> _MATERIAL FOR THIS EXERCISE_
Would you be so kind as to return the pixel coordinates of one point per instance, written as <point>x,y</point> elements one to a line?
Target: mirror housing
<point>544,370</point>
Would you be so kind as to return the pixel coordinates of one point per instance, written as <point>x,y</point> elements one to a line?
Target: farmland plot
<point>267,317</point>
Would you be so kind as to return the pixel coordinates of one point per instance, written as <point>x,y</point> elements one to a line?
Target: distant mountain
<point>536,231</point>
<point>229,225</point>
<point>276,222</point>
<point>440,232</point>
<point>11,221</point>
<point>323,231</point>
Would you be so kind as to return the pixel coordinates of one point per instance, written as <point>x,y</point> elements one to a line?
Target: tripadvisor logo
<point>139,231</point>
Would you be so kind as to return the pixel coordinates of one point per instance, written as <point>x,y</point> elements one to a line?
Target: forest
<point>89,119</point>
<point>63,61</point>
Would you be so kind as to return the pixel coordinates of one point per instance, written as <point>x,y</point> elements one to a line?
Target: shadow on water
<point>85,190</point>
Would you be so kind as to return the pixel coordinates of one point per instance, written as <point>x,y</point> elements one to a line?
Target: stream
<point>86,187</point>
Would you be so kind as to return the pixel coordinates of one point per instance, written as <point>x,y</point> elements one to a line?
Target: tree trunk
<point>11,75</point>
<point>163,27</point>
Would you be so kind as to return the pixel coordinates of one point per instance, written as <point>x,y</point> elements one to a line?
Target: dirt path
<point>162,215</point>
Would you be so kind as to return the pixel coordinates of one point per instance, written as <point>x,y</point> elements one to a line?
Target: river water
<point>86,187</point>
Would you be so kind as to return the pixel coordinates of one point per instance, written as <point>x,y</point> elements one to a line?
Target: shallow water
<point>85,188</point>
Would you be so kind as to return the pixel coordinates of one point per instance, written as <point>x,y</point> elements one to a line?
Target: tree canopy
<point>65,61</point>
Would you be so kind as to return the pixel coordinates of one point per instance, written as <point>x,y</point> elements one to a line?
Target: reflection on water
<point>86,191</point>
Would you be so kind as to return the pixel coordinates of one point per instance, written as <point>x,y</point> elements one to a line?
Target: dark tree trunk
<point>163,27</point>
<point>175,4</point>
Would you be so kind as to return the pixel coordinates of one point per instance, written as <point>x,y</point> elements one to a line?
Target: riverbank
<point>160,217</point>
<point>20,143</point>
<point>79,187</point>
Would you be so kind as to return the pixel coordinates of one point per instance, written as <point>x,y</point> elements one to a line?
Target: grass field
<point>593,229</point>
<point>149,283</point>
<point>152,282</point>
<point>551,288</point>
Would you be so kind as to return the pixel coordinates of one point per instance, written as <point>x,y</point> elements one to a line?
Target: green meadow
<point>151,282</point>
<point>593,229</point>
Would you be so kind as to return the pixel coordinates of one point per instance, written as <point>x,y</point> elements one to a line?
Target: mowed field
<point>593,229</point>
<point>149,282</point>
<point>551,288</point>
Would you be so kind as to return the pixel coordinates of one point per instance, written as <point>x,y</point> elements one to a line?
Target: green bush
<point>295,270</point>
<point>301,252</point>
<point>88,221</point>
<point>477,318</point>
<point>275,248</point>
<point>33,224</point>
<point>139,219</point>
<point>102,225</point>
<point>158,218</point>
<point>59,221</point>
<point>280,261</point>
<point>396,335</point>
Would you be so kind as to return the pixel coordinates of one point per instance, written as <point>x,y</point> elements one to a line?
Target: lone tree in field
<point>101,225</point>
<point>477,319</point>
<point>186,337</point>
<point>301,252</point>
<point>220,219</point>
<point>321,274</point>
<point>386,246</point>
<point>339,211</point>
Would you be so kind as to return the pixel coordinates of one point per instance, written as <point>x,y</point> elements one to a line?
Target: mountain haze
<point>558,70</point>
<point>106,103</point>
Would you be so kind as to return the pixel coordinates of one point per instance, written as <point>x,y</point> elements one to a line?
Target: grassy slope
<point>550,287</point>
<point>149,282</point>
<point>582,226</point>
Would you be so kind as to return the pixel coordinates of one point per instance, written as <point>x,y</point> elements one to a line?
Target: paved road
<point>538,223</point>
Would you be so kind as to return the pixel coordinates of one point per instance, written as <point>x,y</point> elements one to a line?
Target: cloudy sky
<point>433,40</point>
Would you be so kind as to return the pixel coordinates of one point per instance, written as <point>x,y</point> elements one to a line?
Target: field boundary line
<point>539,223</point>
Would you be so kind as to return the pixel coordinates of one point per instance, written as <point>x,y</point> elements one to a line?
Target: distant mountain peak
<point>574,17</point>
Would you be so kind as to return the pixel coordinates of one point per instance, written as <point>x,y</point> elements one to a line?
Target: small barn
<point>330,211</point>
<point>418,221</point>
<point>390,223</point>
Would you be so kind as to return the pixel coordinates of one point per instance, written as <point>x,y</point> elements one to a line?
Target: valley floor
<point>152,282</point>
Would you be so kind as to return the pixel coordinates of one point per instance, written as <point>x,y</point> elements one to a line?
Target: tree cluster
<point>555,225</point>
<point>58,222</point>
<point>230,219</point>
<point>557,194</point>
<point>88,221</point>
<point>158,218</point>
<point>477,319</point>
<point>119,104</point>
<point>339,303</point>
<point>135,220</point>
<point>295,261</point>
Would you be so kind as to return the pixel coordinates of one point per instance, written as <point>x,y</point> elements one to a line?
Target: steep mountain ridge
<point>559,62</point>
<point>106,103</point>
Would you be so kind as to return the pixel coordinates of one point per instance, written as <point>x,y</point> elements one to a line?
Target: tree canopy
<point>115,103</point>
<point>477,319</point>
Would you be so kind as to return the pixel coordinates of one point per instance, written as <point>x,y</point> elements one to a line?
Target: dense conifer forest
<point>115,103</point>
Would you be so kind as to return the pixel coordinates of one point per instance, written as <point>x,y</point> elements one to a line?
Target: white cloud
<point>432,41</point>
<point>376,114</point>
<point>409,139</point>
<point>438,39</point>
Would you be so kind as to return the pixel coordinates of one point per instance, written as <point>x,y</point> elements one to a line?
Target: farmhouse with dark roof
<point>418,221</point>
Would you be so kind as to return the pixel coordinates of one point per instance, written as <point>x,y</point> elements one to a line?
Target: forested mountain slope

> _TASK DIRECTIONS_
Print back all the lines verbatim.

> _THE RESULT_
Would you be so kind as to return the pixel coordinates of one point per instance, written as <point>x,y</point> elements one to a line?
Target: mirror housing
<point>544,370</point>
Would you be so kind as to return the pixel coordinates of one point per instance, written as <point>x,y</point> elements one to a line?
Target: farmland plot
<point>267,317</point>
Would you be so kind as to return the pixel coordinates of one point per instance, written as <point>x,y</point> elements one to a line?
Target: distant mountain
<point>536,231</point>
<point>229,225</point>
<point>276,222</point>
<point>440,232</point>
<point>11,221</point>
<point>323,231</point>
Would you be so kind as to return the pixel coordinates of one point per instance, written as <point>x,y</point> elements one to a line?
Target: tripadvisor logo
<point>139,231</point>
Would you be so kind as to return the pixel coordinates of one point per instance, written as <point>x,y</point> elements one to a line?
Target: forest
<point>89,119</point>
<point>63,61</point>
Would you be so kind as to return the pixel coordinates of one point per instance, written as <point>x,y</point> elements one to a line?
Target: shadow on water
<point>85,190</point>
Would you be so kind as to return the pixel coordinates of one point per instance, written as <point>x,y</point> elements one to a line?
Target: stream
<point>86,187</point>
Would you be so kind as to return the pixel coordinates of one point per instance, written as <point>x,y</point> elements one to a line?
Target: tree trunk
<point>11,75</point>
<point>163,27</point>
Would you be so kind as to return the pixel coordinates of one point per instance, written as <point>x,y</point> elements one to a line?
Target: dirt path
<point>162,215</point>
Would you be so kind as to return the pixel coordinates of one point per instance, written as <point>x,y</point> elements one to a line?
Target: river water
<point>86,187</point>
Would you be so kind as to return the pixel coordinates of one point per instance, written as <point>x,y</point> elements one to a line?
Target: shallow water
<point>85,188</point>
Would you be so kind as to return the pixel coordinates of one point per instance, written as <point>x,y</point> elements one to a line?
Target: tree canopy
<point>65,61</point>
Would you be so kind as to return the pixel coordinates of one point per instance, written as <point>x,y</point> elements one to a line?
Target: reflection on water
<point>86,191</point>
Would you be so kind as to return the pixel coordinates of one point per instance, written as <point>x,y</point> elements one to a line?
Target: dark tree trunk
<point>163,27</point>
<point>175,4</point>
Would you be so kind as to return the pixel coordinates of one point per instance, written as <point>x,y</point> elements one to a line?
Target: riverbank
<point>160,217</point>
<point>20,143</point>
<point>79,187</point>
Would you be so kind as to return the pixel coordinates of one point per instance, written as <point>x,y</point> elements one to a line?
Target: grass field
<point>593,229</point>
<point>149,283</point>
<point>152,282</point>
<point>551,288</point>
Would you be so kind as to return the pixel coordinates of one point per instance, written as <point>x,y</point> elements one to a line?
Target: green meadow
<point>151,282</point>
<point>593,229</point>
Would you be so kind as to return the pixel coordinates of one point per instance, written as <point>x,y</point> elements one to a line?
Target: mowed field
<point>593,229</point>
<point>149,282</point>
<point>551,288</point>
Would you be so kind as to return the pixel coordinates of one point per instance, written as <point>x,y</point> elements one to a line?
Target: green bush
<point>295,270</point>
<point>301,252</point>
<point>88,221</point>
<point>477,318</point>
<point>275,248</point>
<point>33,224</point>
<point>139,219</point>
<point>102,225</point>
<point>158,218</point>
<point>59,221</point>
<point>280,261</point>
<point>396,335</point>
Would you be so kind as to return the pixel coordinates of one point per instance, written as <point>x,y</point> elements one to a line?
Target: lone tree in field
<point>101,225</point>
<point>477,319</point>
<point>186,337</point>
<point>301,252</point>
<point>220,219</point>
<point>321,274</point>
<point>386,246</point>
<point>339,211</point>
Would you be so kind as to return the pixel coordinates of one point per instance, written as <point>x,y</point> elements one to a line?
Target: mountain haze
<point>558,70</point>
<point>106,103</point>
Would you be so kind as to return the pixel coordinates of one point per instance, written as <point>x,y</point> elements one to a line?
Target: grassy slope
<point>550,287</point>
<point>149,282</point>
<point>582,226</point>
Would you be so kind as to return the pixel coordinates of one point per instance, written as <point>x,y</point> elements one to a line?
Target: paved road
<point>538,223</point>
Would you be so kind as to return the pixel coordinates of one point per instance, written as <point>x,y</point> elements one to a line?
Target: cloudy sky
<point>433,40</point>
Would you be so kind as to return the pixel coordinates of one point per instance, written as <point>x,y</point> elements one to a line?
Target: field boundary line
<point>539,223</point>
Would you be so kind as to return the pixel coordinates of one point per instance, written as <point>x,y</point> elements one to a line?
Target: distant mountain peak
<point>574,17</point>
Would you be so kind as to return the pixel coordinates of one point per instance, written as <point>x,y</point> elements one to a line?
Target: small barn
<point>330,211</point>
<point>418,221</point>
<point>390,223</point>
Would you be so kind as to return the pixel coordinates of one point per instance, written as <point>x,y</point> elements one to a line?
Target: valley floor
<point>152,282</point>
Would you be so kind as to return the pixel coordinates of one point per instance, written as <point>x,y</point> elements one to a line?
Target: tree cluster
<point>555,225</point>
<point>58,222</point>
<point>230,219</point>
<point>557,194</point>
<point>88,221</point>
<point>158,218</point>
<point>477,319</point>
<point>119,104</point>
<point>339,303</point>
<point>135,220</point>
<point>295,261</point>
Would you be so kind as to return the pixel coordinates of one point per instance, written as <point>x,y</point> elements one to a line?
Target: steep mountain ridge
<point>559,62</point>
<point>106,103</point>
Would you be so kind as to return the pixel coordinates of one point per instance, written as <point>x,y</point> elements one to a line?
Target: tree canopy
<point>115,103</point>
<point>477,319</point>
Would you be so kind as to return the pixel coordinates of one point per instance, written as <point>x,y</point> elements one to a line?
Target: dense conifer forest
<point>115,103</point>
Would you be so kind as to return the pixel coordinates of one point per instance, written as <point>x,y</point> elements one to a line?
Target: white cloud
<point>432,41</point>
<point>376,114</point>
<point>409,139</point>
<point>438,39</point>
Would you be so kind as to return the pixel coordinates of one point per instance, written as <point>x,y</point> elements one to a line?
Target: farmhouse with dark roof
<point>418,221</point>
Would you be so kind as to return the pixel coordinates of one point per instance, written as <point>x,y</point> elements one to a line?
Target: forested mountain slope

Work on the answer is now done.